_Trecho fornecido_:
::::

Também registramos o
problema, na página Falta a Legenda...
Motivados por tal revelação, começamos a prestar mais atenção nas
placas dispostas ao longo da rua: uma lista interminável de denominações estrangeiradas, umas com palavras existentes, outras
grafadas erroneamente, outras ainda fruto de imaginações frenéticas. Seria decerto temerário deduzir que todos aqueles
estabelecimentos comerciais tivessem adotado o idioma inglês como trade lingo por conta da necessidade de se fazer
inteligíveis às classes alta e média alta, suas freqüentadoras. Afinal, a burguesia brasileira certamente não se caracteriza pela
amplitude das experiências culturais. Embora maneje com excepcional maestria os mecanismos do overnight, do open market,
do gold trade, do dollar black market e de outros gêneros de ociosidade financeira, sua familiaridade com a língua -
qualquer língua - não é o que se poderia chamar de íntima.
Na verdade, tal público é atraído pela mera simbologia do idioma estrangeiro, que por ser
estrangeiro é considerado chique, "moderno", acima da massa. É por isso que o pessoal pede "salmon", com biquinho, em vez de
salmão. Os nomes das lojas, os dizeres, as designações de comidas nos cardápios (outro dia lia-se "ngoch" numa cantina; eram
inhoques) são, creio, o que os comunicólogos chamam de signos sem significado. Que nomes de lojas não precisem significar coisa
alguma ainda vá lá; mas é grave que enunciados pretensamente informativos padeçam do mesmo defeito.
Embora não sejam responsáveis pelo fenômeno, os publicitários brasileiros, príncipes do
equívoco, contribuem valentemente para sua disseminação, acumpliciados com as empresas que usam seus serviços. Vira e mexe, os
comerciais começam a falar estrangeiro. Ora, a população que assiste TV mal entende português, que dizer dessa algaravia.
Naturalmente, a proficiência dos publicitários no uso do inglês só é pior do que sua falta
de desenvoltura com o português. Os erros são freqüentes e, às vezes, hilariantes. Assim, por exemplo, num anúncio de calças tipo
rancheiro (ou jeans), uma moça traduz, para um norte-americano de quem se subtraiu essa peça de vestuário, perguntas
formuladas por um delegado de polícia. Os guardas que circulam pela delegacia (ou seria mais adequado dizer precinct?) vestem
uniformes como os dos tiras do seriado "Os Intocáveis".

::::

_Exercício proposto a_: Reescreva os registros trocando "rocky peak" por "snowy ridge" e mantendo todo o resto igual.

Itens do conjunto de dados
::::

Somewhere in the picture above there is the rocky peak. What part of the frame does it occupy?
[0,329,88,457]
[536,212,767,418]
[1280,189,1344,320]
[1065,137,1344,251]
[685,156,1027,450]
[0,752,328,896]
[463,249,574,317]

::::

_Exercício proposto b_: Liste os termos em inglês referentes a mecanismos financeiros citados no trecho sobre estrangeirismos.

_Resposta completa a_:
Somewhere in the picture above there is the snowy ridge. What part of the frame does it occupy?
[0,329,88,457]
[536,212,767,418]
[1280,189,1344,320]
[1065,137,1344,251]
[685,156,1027,450]
[0,752,328,896]
[463,249,574,317]

_Resposta completa b_:
- overnight
- open market
- gold trade
- dollar black market